List each different email address that shows up in the mailing-list thread below. Give each one only once.

> **SOURCE**:
^^^^^^^^

I've been asking myself the same question (for the UDL driver) and I'm
not sure if this policy should go in the kernel. After all, there
could be legitimate reasons for user space to render lots of frames
per second. It seems to me that if user space doesn't want too many
fps, it should just throttle itself.

Stéphane


>
>
>
> Thanks,
> pq
>
> > Cc: Maarten Lankhorst <maarten.lankhorst@linux.intel.com>
> > Cc: Daniel Vetter <daniel.vetter@ffwll.ch>
> > Signed-off-by: Zhao Junwang <zhjwpku@gmail.com>
> > ---
> >  drivers/gpu/drm/bochs/bochs_mm.c |    9 ++++++++-
> >  1 file changed, 8 insertions(+), 1 deletion(-)
> >
> > diff --git a/drivers/gpu/drm/bochs/bochs_mm.c b/drivers/gpu/drm/bochs/bochs_mm.c
> > index c1d819c..37ac2ca 100644
> > --- a/drivers/gpu/drm/bochs/bochs_mm.c
> > +++ b/drivers/gpu/drm/bochs/bochs_mm.c
> > @@ -545,8 +545,15 @@ bochs_user_framebuffer_create(struct drm_device *dev,
> >       return &bochs_fb->base;
> >  }
> >
> > +static int bochs_atomic_commit(struct drm_device *dev,
> > +                          struct drm_atomic_state *a,
> > +                          bool async)
> > +{
> > +     return drm_atomic_helper_commit(dev, a, false);
> > +}
> > +
> >  const struct drm_mode_config_funcs bochs_mode_funcs = {
> >       .fb_create = bochs_user_framebuffer_create,
> >       .atomic_check = drm_atomic_helper_check,
> > -     .atomic_commit = drm_atomic_helper_commit,
> > +     .atomic_commit = bochs_atomic_commit,
> >  };
>
> _______________________________________________
> dri-devel mailing list
> dri-devel@lists.freedesktop.org
> http://lists.freedesktop.org/mailman/listinfo/dri-devel
Pekka Paalanen July 20, 2015, 7:46 a.m. UTC | #4
On Sun, 19 Jul 2015 17:20:32 -0700
Stéphane Marchesin <stephane.marchesin@gmail.com> wrote:

> On Thu, Jul 16, 2015 at 11:08 PM, Pekka Paalanen <ppaalanen@gmail.com> wrote:
> >
> > On Thu, 16 Jul 2015 20:20:39 +0800
> > John Hunter <zhjwpku@gmail.com> wrote:
> >
> > > From: Zhao Junwang <zhjwpku@gmail.com>
> > >
> > > This supports the asynchronous commits, required for page-flipping
> > > Since it's virtual hw it's ok to commit async stuff right away, we
> > > never have to wait for vblank.

^^^^^^^^

> **INFORMATION SUPPLIED**:
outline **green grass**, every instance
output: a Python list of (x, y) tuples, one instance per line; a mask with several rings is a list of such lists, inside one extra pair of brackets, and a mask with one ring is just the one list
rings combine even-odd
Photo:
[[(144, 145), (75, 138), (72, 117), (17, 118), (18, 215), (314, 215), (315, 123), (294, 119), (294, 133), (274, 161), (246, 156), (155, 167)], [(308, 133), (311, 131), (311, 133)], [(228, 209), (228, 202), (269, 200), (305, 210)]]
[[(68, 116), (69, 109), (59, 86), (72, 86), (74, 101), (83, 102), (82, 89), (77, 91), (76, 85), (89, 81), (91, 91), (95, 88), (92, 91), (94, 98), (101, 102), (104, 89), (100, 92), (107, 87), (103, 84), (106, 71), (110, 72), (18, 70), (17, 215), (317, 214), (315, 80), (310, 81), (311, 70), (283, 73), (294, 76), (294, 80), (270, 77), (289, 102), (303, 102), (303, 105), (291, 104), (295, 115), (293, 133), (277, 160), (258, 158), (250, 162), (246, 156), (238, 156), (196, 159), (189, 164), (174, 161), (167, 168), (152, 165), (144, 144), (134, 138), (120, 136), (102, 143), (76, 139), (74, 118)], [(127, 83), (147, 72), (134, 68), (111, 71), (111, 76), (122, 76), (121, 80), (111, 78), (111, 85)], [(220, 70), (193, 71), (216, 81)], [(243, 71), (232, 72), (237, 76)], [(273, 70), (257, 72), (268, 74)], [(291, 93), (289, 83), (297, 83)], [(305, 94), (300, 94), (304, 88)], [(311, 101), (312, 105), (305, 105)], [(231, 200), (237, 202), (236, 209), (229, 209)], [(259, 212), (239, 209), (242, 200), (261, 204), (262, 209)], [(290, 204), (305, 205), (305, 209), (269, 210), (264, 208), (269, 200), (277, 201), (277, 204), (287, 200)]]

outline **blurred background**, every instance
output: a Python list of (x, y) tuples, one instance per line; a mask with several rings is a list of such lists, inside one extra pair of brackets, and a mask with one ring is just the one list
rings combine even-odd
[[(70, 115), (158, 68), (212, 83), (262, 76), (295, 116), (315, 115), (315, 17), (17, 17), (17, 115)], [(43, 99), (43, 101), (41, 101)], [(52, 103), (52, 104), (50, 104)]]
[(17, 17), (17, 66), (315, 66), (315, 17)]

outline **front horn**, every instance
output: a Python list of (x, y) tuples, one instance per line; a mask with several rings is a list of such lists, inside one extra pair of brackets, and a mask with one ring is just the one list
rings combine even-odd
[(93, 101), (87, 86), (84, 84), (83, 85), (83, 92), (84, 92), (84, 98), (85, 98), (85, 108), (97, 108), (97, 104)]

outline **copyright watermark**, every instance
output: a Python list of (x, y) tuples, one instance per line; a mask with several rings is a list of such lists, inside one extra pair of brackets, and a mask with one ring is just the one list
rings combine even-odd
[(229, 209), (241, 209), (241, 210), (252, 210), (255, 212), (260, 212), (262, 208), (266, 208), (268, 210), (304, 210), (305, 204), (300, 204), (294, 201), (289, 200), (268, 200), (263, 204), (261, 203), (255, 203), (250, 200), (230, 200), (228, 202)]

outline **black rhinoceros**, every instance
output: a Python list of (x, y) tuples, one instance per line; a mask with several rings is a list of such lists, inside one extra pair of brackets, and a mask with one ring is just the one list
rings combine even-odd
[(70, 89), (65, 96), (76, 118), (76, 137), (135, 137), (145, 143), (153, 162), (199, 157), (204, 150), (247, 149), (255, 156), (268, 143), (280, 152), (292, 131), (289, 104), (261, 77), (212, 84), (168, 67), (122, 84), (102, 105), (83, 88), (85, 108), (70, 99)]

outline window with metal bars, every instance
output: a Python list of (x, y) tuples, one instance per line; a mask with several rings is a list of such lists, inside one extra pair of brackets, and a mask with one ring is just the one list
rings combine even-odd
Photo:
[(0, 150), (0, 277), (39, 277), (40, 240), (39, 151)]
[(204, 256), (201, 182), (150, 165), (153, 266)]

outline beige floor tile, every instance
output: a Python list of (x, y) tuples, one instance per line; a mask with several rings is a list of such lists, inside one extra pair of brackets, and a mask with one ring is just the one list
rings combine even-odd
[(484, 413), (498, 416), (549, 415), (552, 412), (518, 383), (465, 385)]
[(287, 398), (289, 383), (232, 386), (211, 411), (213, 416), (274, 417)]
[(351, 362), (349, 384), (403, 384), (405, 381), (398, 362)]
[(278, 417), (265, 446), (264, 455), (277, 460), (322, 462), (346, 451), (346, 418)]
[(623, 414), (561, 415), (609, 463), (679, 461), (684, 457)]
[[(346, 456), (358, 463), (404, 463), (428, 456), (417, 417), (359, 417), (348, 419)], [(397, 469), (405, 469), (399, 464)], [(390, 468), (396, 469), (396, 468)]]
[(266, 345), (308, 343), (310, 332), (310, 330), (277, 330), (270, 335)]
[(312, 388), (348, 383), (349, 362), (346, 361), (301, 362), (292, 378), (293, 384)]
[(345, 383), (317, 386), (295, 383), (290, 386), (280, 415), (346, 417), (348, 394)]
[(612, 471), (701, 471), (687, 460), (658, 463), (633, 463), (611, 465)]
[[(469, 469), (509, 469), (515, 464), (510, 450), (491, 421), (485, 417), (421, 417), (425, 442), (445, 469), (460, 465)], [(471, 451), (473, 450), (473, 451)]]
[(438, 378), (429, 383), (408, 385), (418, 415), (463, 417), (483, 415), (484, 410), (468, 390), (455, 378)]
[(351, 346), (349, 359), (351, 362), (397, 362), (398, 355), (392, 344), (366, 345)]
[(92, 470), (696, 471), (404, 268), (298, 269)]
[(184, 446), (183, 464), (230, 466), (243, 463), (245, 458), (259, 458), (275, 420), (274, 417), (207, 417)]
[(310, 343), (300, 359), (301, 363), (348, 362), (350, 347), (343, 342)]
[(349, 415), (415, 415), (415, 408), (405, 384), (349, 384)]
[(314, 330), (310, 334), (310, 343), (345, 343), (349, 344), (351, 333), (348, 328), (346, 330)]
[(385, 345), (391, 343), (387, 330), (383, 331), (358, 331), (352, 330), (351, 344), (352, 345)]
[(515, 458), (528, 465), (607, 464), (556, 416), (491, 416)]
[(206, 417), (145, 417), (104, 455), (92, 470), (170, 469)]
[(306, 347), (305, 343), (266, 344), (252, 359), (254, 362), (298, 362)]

^^^^^^^^

> **COMPLETED EXERCISE**:
- maarten.lankhorst@linux.intel.com
- daniel.vetter@ffwll.ch
- zhjwpku@gmail.com
- dri-devel@lists.freedesktop.org
- stephane.marchesin@gmail.com
- ppaalanen@gmail.com